_Things to do:_
[a] In the passage on likelihood ratios, what positive likelihood ratio is given for a CT scan in diagnosing acute appendicitis?
[b] Condense the paragraph of the passage on likelihood ratios that begins "Here, with the relatively large numbers" into a short bulleted list that keeps its main facts.
[c] Reproduce the passage on likelihood ratios between "It is to be" and "66.67%)/91% = 0.37.", inclusive, changing "psoriasis" to "eczema".

_Text shown:_

Thus, this index expresses the likelihood that a given test result would be expected in a patient with a certain disorder compared to the likelihood that the same result would occur in a patient without the disorder. For instance, the positive LR of computerized tomography (CT) scan in the diagnosis of acute appendicitis (sensitivity 94% and specificity 95%) is considered to be about +18.8; this indicates that an individual is about 19 times as likely to have CT scan finding positive when they do have acute appendicitis than when they do not have acute appendicitis. Thus, a positive CT scan in a patient presenting with clinical signs and symptoms suggestive of acute appendicitis indicates a very strong likelihood (any LR> +10 is considered to indicate strong likelihood that the diagnosis is correct). On the other hand, the LR − for CT scan in acute appendicitis is 0.06, which indicates that there is minimum likelihood of the disease being present when the test is negative. For ultrasonography (USG) in the diagnosis of acute appendicitis (sensitivity 86% and specificity 81%), the LR+ and LR− figures are 4.5 and 0.17 respectively. Note that the decision to order a test is also based on the initial assessment of the likelihood of the disease in question and how important it is to rule-in or rule-out disease. For example, a CT scan might have a good LR for ruling in (or out) appendicitis in a child with abdominal pain, but if the physician believes that the child has simple abdominal colic and that appendicitis is very unlikely, CT should not be ordered given the cost and radiation exposure involved. Hence, beginning with ultrasound and only getting CT if the results remain unclear or if the patient does not improve is a more prudent option. The issue of prior probability of a disease and its contribution to ultimate clinical interpretation, combining with the LR information, merits extensive discussion which we will leave for the future.
It is to be noted that LR, when stated without qualification as to positive or negative, usually indicates the LR of a positive test result.
To illustrate the above performance indicators, consider this example. Testing for HLA-DR3 in blood has been proposed as a screening test for psoriasis in adults over 50 years age. Here are the results when applied to 203 subjects.
Sensitivity = 2/(2 + 1) = 66.67%
Specificity = 182/(18 + 182) = 91.00%
PPV = 2/(2 + 18) = 10.00%
NPV = 182/(1 + 182) = 99.45%
LR+ = Sensitivity/(1 − specificity) =66.67%/(1 − 91%) = 7.40
LR− = (1 − sensitivity)/specificity = (1 − 66.67%)/91% = 0.37.
Here, with the relatively large numbers of false positives and few false negatives, a positive HLA-DR3 test result is in itself poor at confirming psoriasis (PPV = 10%) and further investigations must be undertaken. However, as a screening test, a negative result is very good at reassuring that a patient does not have psoriasis (NPV = 99.5%). As an initial screen, the test will pick up only 66.7% (the sensitivity) of all psoriasis cases but will correctly identify 91% (the specificity) of those who do not have psoriasis. An individual who tests positive is 7.4 times as likely to have this skin disease than an individual who tests negative.

_Extracted entries:_
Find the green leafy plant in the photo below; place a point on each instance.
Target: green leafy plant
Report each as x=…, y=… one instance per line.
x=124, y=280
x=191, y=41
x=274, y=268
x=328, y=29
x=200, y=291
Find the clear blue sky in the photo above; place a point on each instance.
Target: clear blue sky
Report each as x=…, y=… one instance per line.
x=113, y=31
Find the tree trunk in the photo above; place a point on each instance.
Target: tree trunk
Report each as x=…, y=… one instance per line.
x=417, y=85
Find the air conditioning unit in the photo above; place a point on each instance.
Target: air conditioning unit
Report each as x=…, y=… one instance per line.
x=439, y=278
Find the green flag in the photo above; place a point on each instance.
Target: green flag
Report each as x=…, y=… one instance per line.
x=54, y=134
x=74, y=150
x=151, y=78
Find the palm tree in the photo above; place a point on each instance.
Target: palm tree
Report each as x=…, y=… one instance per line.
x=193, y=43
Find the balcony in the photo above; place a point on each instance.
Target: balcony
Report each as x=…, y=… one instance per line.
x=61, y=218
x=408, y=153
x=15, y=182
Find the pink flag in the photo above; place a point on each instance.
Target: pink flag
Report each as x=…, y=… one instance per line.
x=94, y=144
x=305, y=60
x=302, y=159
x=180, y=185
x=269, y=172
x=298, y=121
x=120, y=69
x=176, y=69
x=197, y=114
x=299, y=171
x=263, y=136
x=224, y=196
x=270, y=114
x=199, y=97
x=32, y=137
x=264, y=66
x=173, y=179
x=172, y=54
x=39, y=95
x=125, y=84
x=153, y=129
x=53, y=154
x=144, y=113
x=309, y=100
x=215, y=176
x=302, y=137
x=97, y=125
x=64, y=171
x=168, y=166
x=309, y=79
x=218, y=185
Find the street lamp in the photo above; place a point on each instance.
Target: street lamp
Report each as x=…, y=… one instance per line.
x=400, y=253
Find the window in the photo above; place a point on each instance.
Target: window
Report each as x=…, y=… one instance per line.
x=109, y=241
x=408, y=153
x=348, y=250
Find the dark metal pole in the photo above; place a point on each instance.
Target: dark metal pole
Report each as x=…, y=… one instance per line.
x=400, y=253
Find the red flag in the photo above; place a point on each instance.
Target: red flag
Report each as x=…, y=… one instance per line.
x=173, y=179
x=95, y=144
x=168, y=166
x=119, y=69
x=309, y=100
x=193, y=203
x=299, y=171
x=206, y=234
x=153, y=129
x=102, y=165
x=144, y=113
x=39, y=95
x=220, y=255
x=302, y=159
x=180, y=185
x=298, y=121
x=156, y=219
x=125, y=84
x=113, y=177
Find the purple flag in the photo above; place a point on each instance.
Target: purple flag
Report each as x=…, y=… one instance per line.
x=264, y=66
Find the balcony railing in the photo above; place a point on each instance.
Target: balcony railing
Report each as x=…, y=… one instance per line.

_Solutions for each task:_
[a] The positive likelihood ratio is about +18.8.

[b]
- The HLA-DR3 test produces relatively many false positives and few false negatives.
- A positive result alone is poor at confirming psoriasis (PPV = 10%), so further investigations are needed.
- A negative result is very good at reassuring that a patient does not have psoriasis (NPV = 99.5%).
- As an initial screen, the test picks up only 66.7% of psoriasis cases (the sensitivity).
- It correctly identifies 91% of those without psoriasis (the specificity).
- A person who tests positive is 7.4 times as likely to have the disease as a person who tests negative.

[c]
It is to be noted that LR, when stated without qualification as to positive or negative, usually indicates the LR of a positive test result.
To illustrate the above performance indicators, consider this example. Testing for HLA-DR3 in blood has been proposed as a screening test for eczema in adults over 50 years age. Here are the results when applied to 203 subjects.
Sensitivity = 2/(2 + 1) = 66.67%
Specificity = 182/(18 + 182) = 91.00%
PPV = 2/(2 + 18) = 10.00%
NPV = 182/(1 + 182) = 99.45%
LR+ = Sensitivity/(1 − specificity) =66.67%/(1 − 91%) = 7.40
LR− = (1 − sensitivity)/specificity = (1 − 66.67%)/91% = 0.37.